Find the line containing "Keep to two rules. Tag each instance of the sunset" in the entries below. Restate it and each line after it, word for word, up to and including the line containing "x=552 y=880".

### Collected data entries
################
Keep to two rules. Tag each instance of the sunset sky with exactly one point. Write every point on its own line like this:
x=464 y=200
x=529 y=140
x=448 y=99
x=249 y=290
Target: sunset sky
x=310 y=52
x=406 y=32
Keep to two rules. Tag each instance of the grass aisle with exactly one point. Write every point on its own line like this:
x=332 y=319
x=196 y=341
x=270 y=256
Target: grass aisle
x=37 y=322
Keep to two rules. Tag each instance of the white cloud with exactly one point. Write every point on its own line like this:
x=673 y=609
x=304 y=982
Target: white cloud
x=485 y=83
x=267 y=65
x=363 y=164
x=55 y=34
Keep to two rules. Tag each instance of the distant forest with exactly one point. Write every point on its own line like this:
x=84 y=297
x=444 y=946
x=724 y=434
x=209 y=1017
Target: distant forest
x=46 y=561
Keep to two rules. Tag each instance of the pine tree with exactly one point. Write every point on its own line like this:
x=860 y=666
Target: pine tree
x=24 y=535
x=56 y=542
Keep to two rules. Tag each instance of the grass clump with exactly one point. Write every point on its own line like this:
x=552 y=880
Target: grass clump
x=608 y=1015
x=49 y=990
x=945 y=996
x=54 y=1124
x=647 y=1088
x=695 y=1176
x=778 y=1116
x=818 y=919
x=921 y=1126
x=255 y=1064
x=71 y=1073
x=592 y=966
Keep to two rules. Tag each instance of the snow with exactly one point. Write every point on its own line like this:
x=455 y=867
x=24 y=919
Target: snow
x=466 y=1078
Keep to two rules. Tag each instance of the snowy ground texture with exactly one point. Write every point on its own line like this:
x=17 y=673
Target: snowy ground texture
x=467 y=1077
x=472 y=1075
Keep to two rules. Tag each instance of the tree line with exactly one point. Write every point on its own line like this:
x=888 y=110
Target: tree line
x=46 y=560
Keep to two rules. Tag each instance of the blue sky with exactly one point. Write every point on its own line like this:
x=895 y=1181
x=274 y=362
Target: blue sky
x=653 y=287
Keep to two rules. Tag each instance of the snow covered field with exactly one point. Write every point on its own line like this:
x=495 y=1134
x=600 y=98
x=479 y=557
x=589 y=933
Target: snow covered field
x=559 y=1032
################
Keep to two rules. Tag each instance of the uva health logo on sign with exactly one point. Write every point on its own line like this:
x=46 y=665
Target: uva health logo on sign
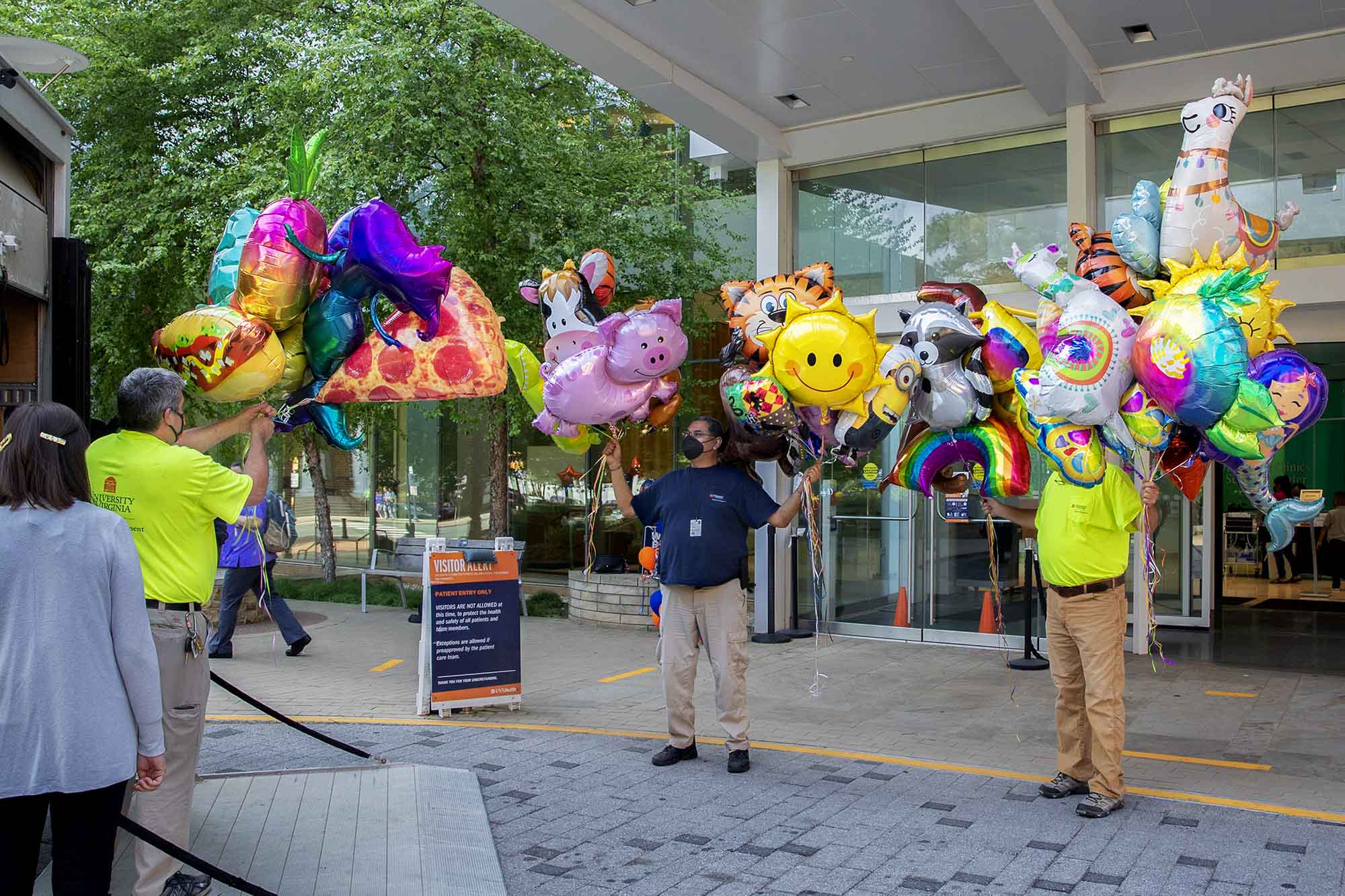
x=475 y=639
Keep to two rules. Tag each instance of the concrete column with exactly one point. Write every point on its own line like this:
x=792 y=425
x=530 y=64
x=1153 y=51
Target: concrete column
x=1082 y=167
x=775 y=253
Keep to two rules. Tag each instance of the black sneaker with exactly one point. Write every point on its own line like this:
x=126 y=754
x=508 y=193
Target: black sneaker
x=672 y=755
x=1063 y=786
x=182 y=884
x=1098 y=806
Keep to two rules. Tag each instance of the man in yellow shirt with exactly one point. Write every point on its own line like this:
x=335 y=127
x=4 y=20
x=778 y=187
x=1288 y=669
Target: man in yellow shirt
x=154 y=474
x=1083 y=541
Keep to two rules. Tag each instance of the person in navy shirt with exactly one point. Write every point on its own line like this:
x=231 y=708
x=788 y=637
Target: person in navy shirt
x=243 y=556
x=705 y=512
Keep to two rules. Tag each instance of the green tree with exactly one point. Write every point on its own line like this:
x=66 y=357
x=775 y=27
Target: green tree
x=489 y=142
################
### Answer to the problem
Keep to two rules. Tag each instance of the sunset sky with exactly one point. Write every point on its own line like this:
x=464 y=200
x=529 y=140
x=448 y=99
x=249 y=290
Target: sunset sky
x=310 y=52
x=406 y=32
Keep to two rules. Tag each instance of the grass aisle with exactly one point. Write every point on its own line like this:
x=332 y=319
x=196 y=341
x=270 y=256
Target: grass aisle
x=37 y=322
Keep to two rules. Tag each instance of the white cloud with exactly one point. Write every point on its own line like this:
x=673 y=609
x=304 y=982
Target: white cloud
x=485 y=83
x=267 y=65
x=363 y=164
x=55 y=34
Keep to two rules. Tag each instance of the distant forest with exactly one point. Write every point on its own line like this:
x=84 y=297
x=444 y=946
x=724 y=434
x=209 y=1017
Target: distant forest
x=46 y=561
Keep to two rules. Tag each instance of the pine tree with exactly one point. Write every point on its own line like this:
x=860 y=666
Target: pine tree
x=24 y=535
x=56 y=542
Keep to two rules. Tag each instance of the grass clump with exactly one point. Write every point on its own line like this:
x=552 y=880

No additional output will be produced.